● Text extract
By Hakim Abdul-Ali
The recent protests events surrounding the May 25, 2020, killing of a brother of color named George Floyd in Minneapolis, Minnesota, ignited national and worldwide alarming concerns to all morally sane “hue-mans’ ” senses of equal justice everywhere. I, too, felt disdain by this Black man’s horrendous demise but, at my age, I’m not shocked by the not-so-isolated cauldrons of racism and bigotry that still exists fervently here in the USA and beyond.
For today, I’m going to keep it rather simple and speak about something that’s a hot topic throughout America and beyond, and that’s the relevance of the ethic movement, reality and motto, “Black Lives Matters,” and its cultural impact on the psyche of the so-called American People, whoever they are. If you’re of color, with a scant scintilla of African-American consciousness in your soul and being, you already know that it’s important to possess and cultivate a longstanding sense of awareness in being proud of who you are as a melanin being because Africa, after all, is the Motherland root of all “hue-mankind.”

● Provided data
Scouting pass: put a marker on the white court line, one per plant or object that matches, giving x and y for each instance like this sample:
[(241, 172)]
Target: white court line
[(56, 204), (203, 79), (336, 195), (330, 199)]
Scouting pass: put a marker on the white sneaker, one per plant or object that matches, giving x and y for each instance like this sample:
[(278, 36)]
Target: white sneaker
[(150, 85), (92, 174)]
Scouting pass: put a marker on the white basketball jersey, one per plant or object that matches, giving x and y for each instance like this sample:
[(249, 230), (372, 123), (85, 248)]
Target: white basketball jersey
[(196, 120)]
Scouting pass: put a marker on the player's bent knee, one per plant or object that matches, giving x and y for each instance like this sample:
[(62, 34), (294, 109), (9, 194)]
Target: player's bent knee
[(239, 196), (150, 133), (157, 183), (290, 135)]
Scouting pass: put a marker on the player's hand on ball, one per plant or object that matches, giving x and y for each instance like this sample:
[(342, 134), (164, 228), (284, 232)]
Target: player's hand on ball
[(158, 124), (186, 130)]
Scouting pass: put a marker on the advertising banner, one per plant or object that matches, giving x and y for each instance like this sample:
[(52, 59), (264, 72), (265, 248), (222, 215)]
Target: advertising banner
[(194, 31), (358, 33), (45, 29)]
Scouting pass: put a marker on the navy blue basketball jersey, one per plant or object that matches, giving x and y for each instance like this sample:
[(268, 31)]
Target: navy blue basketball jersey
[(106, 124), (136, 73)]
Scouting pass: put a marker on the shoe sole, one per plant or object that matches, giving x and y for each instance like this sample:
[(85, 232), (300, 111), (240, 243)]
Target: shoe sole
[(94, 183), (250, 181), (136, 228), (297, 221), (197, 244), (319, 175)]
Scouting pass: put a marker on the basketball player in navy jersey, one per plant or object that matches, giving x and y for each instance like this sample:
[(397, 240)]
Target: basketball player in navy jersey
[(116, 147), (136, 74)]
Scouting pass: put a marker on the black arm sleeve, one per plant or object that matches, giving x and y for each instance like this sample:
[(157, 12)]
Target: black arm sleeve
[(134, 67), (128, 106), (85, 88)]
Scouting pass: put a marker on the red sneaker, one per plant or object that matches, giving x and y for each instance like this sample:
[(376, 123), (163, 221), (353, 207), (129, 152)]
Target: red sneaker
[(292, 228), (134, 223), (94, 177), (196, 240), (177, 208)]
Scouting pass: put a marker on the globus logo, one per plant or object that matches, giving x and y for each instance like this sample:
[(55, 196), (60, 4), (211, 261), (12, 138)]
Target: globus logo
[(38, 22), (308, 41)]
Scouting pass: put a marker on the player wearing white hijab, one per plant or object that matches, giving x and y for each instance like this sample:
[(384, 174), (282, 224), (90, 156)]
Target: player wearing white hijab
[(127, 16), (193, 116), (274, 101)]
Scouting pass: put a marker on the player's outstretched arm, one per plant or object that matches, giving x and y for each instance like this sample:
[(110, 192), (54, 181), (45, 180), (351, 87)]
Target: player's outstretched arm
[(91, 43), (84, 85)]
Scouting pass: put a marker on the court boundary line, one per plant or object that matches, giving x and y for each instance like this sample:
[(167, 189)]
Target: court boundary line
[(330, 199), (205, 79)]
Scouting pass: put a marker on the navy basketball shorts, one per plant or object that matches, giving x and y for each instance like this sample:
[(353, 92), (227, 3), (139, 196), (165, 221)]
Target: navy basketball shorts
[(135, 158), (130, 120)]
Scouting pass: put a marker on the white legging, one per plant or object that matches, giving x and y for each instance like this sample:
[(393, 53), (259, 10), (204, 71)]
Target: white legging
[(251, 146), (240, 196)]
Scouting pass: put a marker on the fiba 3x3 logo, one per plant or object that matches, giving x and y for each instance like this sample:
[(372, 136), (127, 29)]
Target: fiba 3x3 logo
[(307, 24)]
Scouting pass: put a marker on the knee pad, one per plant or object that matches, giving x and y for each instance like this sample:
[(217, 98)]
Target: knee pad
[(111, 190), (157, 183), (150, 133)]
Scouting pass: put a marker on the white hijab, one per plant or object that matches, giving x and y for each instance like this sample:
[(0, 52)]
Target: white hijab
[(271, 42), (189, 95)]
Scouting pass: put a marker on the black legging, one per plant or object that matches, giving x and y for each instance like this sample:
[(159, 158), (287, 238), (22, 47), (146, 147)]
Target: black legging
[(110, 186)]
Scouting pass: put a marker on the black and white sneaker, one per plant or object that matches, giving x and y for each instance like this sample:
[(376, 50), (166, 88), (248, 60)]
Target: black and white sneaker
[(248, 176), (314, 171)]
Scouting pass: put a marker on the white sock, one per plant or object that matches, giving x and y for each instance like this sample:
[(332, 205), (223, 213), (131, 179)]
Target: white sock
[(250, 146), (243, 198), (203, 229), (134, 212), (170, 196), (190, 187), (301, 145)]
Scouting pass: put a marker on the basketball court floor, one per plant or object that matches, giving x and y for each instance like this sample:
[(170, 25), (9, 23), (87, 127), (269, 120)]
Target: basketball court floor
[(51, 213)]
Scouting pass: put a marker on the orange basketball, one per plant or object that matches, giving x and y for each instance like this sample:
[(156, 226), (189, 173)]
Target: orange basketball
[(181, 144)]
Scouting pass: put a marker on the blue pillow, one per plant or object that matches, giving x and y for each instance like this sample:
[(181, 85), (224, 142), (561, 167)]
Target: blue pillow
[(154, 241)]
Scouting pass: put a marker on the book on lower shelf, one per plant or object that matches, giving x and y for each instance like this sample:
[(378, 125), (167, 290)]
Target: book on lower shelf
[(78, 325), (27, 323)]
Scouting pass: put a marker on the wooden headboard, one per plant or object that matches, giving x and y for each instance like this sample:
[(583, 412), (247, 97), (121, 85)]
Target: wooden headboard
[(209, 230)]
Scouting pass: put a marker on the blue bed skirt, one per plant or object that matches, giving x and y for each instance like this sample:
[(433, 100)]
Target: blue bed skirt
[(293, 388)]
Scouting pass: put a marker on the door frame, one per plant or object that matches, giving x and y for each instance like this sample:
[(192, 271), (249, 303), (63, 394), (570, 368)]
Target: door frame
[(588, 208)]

● Tasks to perform
A: Extract the essay on Black Lives Matter in full, word for word.
B: Show each line of the records that contains the word "hijab".
The essay on Black Lives Matter and the records are unrelated sources.

● Results by task
A:
By Hakim Abdul-Ali
The recent protests events surrounding the May 25, 2020, killing of a brother of color named George Floyd in Minneapolis, Minnesota, ignited national and worldwide alarming concerns to all morally sane “hue-mans’ ” senses of equal justice everywhere. I, too, felt disdain by this Black man’s horrendous demise but, at my age, I’m not shocked by the not-so-isolated cauldrons of racism and bigotry that still exists fervently here in the USA and beyond.
For today, I’m going to keep it rather simple and speak about something that’s a hot topic throughout America and beyond, and that’s the relevance of the ethic movement, reality and motto, “Black Lives Matters,” and its cultural impact on the psyche of the so-called American People, whoever they are. If you’re of color, with a scant scintilla of African-American consciousness in your soul and being, you already know that it’s important to possess and cultivate a longstanding sense of awareness in being proud of who you are as a melanin being because Africa, after all, is the Motherland root of all “hue-mankind.”

B:
Scouting pass: put a marker on the player wearing white hijab, one per plant or object that matches, giving x and y for each instance like this sample:
Target: player wearing white hijab
Scouting pass: put a marker on the white hijab, one per plant or object that matches, giving x and y for each instance like this sample:
Target: white hijab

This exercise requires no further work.